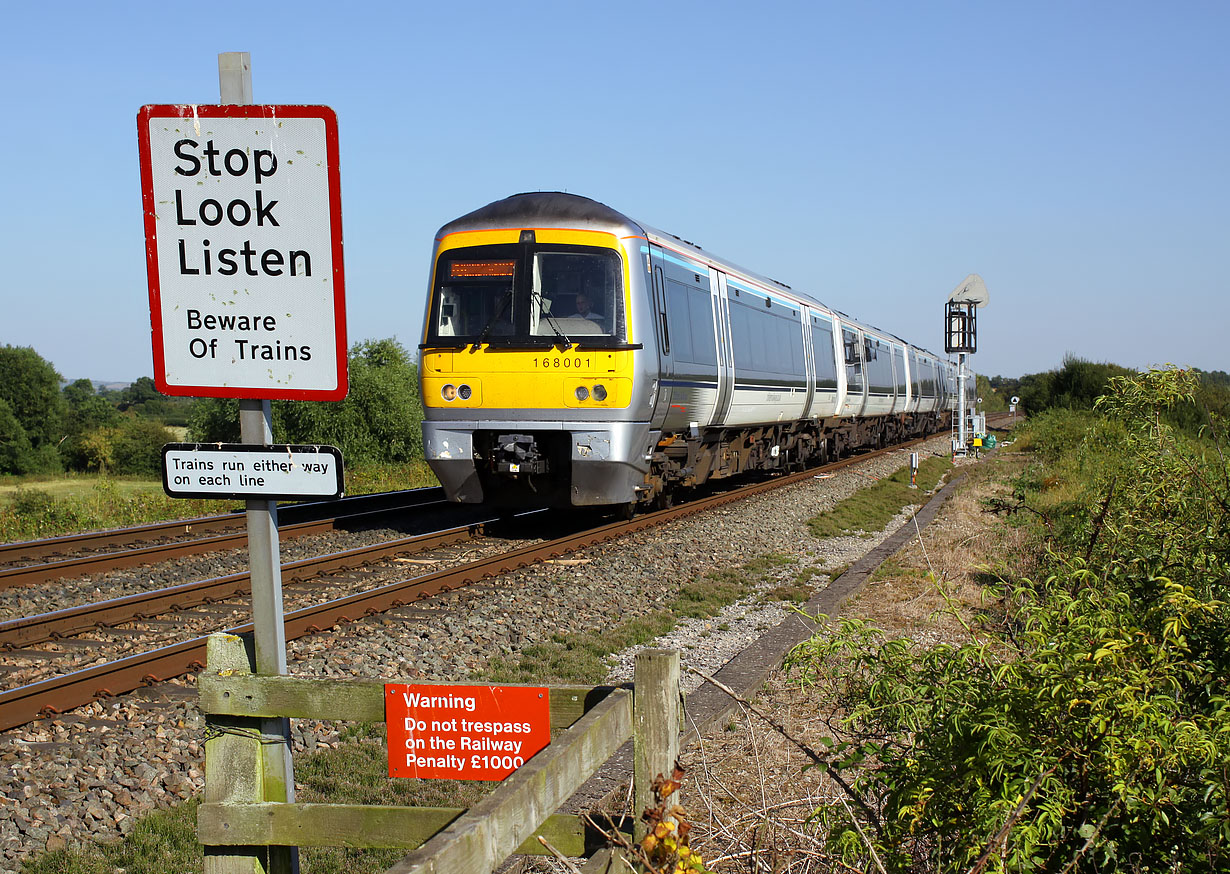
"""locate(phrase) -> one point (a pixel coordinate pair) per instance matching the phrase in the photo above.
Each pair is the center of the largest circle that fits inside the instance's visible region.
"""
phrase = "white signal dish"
(971, 290)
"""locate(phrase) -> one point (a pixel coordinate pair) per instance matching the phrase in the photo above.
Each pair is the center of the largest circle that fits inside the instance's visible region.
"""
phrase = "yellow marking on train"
(522, 391)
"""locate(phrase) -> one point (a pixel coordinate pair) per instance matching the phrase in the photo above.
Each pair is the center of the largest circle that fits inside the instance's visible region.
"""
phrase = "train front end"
(533, 379)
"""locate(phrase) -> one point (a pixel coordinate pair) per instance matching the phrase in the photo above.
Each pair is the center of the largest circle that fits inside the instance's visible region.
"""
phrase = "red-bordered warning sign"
(244, 251)
(464, 732)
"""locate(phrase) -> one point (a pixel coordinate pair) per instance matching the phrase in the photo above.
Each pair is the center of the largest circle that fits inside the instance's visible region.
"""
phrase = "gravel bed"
(89, 773)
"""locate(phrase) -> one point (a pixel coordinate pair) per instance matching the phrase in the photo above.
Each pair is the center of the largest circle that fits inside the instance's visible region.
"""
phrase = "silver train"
(575, 357)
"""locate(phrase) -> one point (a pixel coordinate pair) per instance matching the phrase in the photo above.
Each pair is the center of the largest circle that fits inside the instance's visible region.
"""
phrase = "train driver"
(584, 310)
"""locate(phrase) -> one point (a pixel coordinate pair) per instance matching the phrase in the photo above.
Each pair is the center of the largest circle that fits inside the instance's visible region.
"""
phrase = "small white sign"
(279, 472)
(244, 251)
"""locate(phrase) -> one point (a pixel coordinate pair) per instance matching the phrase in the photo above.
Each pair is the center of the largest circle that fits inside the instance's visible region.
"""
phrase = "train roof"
(561, 209)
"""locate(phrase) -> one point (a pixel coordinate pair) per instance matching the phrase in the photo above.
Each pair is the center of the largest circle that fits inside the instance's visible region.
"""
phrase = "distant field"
(49, 505)
(75, 486)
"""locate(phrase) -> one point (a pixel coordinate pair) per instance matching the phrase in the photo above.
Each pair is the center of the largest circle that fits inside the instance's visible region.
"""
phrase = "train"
(573, 357)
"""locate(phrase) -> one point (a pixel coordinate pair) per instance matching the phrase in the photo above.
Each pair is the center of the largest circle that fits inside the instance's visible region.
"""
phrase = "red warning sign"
(464, 732)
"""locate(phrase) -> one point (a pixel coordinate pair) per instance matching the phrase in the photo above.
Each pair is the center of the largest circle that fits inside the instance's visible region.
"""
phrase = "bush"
(1086, 728)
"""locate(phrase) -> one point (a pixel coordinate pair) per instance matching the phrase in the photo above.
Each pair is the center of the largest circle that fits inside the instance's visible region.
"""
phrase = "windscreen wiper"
(550, 318)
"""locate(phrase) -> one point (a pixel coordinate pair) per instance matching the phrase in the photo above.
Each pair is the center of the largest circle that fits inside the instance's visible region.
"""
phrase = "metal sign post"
(265, 558)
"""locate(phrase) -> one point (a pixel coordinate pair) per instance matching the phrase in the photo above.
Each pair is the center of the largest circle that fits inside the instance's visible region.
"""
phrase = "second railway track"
(176, 655)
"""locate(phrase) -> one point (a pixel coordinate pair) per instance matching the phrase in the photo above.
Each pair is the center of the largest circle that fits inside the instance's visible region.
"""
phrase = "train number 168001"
(562, 363)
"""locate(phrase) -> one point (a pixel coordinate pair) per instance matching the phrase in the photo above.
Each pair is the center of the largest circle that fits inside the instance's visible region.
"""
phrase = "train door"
(662, 331)
(808, 360)
(725, 348)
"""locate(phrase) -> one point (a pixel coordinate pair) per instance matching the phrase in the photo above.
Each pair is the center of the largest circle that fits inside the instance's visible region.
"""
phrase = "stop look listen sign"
(244, 251)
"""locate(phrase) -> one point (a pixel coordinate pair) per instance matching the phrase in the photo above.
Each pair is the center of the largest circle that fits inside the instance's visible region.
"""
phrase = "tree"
(16, 454)
(87, 412)
(31, 387)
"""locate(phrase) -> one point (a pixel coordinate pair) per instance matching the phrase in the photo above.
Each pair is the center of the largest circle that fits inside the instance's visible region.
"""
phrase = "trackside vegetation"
(1083, 724)
(81, 457)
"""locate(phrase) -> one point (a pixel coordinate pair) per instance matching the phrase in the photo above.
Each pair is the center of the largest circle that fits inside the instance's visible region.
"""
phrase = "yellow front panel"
(543, 379)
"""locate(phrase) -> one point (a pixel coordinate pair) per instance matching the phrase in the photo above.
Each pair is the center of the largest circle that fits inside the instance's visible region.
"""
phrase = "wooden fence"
(247, 825)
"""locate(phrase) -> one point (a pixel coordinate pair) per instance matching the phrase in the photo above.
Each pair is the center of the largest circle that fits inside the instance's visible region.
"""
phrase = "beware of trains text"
(242, 220)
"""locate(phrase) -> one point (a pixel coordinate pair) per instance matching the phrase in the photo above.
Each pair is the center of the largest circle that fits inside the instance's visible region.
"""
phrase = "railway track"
(95, 552)
(58, 693)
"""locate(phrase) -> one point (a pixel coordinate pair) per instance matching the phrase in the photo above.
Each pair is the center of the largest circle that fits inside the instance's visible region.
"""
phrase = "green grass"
(581, 658)
(868, 510)
(357, 771)
(161, 841)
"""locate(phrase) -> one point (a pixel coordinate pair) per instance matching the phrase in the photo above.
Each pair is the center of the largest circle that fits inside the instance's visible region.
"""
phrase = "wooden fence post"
(656, 724)
(236, 766)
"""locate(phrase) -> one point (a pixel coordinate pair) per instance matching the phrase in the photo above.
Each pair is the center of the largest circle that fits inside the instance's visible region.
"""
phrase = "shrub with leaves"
(1085, 725)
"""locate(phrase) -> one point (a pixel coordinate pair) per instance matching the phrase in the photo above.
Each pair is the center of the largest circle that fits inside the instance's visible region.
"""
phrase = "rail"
(246, 821)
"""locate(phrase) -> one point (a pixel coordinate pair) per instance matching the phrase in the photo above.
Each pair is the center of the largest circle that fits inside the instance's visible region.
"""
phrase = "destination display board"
(277, 472)
(464, 732)
(242, 215)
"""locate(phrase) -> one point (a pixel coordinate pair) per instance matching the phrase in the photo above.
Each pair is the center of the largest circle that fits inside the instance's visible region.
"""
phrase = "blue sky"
(1074, 154)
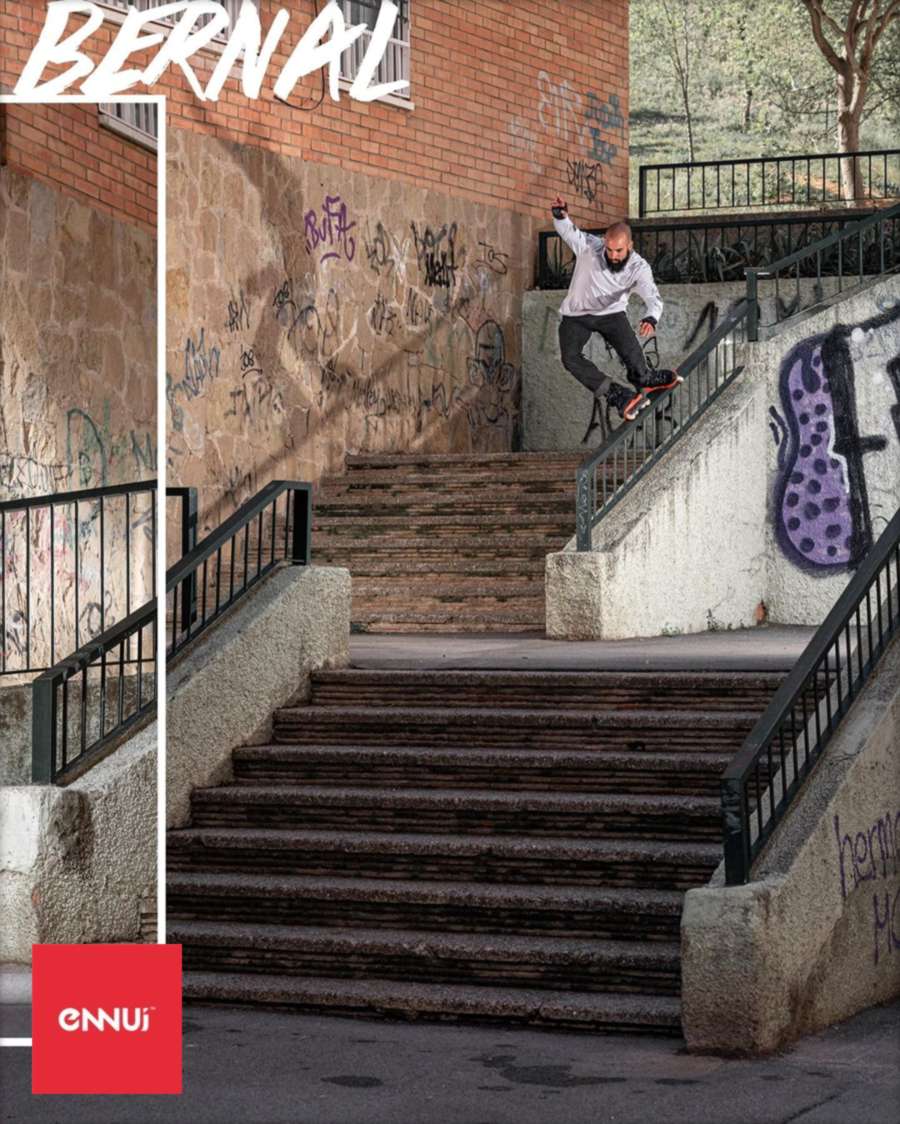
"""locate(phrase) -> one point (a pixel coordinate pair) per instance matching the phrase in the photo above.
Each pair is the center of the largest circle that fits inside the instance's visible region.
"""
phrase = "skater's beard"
(617, 266)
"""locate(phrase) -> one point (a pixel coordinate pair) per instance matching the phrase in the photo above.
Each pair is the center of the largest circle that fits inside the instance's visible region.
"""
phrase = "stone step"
(446, 567)
(521, 770)
(405, 543)
(420, 591)
(444, 907)
(445, 490)
(636, 731)
(393, 999)
(446, 524)
(546, 689)
(438, 502)
(473, 959)
(458, 810)
(447, 623)
(462, 462)
(401, 855)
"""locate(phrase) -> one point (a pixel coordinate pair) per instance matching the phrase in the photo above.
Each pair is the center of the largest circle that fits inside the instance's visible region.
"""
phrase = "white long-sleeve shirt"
(596, 289)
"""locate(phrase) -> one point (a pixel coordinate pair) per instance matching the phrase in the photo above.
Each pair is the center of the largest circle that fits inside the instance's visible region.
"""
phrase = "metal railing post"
(753, 307)
(43, 731)
(735, 842)
(301, 547)
(583, 509)
(188, 543)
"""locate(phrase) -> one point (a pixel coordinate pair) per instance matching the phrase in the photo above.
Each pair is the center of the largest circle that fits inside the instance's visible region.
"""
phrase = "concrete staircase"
(508, 846)
(446, 543)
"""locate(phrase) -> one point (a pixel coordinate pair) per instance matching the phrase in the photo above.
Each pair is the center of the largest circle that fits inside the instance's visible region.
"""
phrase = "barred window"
(233, 7)
(137, 120)
(394, 65)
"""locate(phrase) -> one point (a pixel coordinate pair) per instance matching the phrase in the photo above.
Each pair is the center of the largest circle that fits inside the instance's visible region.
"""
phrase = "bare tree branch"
(816, 16)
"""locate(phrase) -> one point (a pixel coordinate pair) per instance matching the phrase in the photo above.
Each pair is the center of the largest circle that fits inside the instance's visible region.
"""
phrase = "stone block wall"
(78, 409)
(314, 313)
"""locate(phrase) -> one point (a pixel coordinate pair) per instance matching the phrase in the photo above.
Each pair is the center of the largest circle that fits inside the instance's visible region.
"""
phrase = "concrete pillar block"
(574, 595)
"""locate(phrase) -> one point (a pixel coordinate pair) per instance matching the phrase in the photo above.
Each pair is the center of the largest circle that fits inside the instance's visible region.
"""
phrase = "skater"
(607, 272)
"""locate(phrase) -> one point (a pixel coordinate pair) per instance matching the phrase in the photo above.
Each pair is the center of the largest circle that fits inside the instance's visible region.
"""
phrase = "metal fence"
(609, 473)
(857, 252)
(808, 180)
(762, 781)
(274, 526)
(84, 704)
(702, 251)
(87, 701)
(71, 564)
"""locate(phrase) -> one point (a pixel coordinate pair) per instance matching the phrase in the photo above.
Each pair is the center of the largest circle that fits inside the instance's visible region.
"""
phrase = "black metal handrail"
(703, 251)
(607, 474)
(232, 559)
(799, 180)
(760, 785)
(82, 706)
(73, 563)
(78, 561)
(870, 252)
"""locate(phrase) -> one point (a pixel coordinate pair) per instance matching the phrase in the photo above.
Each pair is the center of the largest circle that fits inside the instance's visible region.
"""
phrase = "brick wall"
(514, 101)
(66, 147)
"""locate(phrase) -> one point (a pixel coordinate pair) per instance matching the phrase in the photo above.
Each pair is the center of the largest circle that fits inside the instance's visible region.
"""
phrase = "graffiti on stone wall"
(94, 453)
(872, 855)
(823, 516)
(328, 232)
(436, 253)
(403, 337)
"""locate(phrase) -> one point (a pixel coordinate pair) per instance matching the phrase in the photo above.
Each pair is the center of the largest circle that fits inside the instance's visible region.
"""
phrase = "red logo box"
(106, 1018)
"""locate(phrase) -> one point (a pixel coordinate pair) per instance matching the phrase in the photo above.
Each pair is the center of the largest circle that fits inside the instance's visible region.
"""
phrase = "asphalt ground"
(258, 1066)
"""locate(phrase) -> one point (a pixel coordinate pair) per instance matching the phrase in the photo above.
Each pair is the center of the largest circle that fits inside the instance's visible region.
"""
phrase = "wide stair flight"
(509, 846)
(446, 543)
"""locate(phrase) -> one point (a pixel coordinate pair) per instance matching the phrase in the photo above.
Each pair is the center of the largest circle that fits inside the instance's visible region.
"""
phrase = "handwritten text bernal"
(174, 33)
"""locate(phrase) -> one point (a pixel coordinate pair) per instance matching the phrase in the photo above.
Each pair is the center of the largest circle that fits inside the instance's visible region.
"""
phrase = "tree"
(678, 44)
(847, 36)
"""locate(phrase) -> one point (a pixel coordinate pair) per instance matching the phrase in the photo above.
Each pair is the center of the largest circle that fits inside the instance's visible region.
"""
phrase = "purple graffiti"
(821, 505)
(330, 229)
(817, 508)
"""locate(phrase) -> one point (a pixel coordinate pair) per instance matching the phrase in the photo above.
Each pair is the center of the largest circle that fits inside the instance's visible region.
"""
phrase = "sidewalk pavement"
(771, 647)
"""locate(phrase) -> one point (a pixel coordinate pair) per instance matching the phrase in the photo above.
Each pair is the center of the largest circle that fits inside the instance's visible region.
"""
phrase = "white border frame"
(158, 100)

+ + +

= Aim =
How many lines in the items above contain the string "post"? Reply with the number alone.

= Answer in full =
3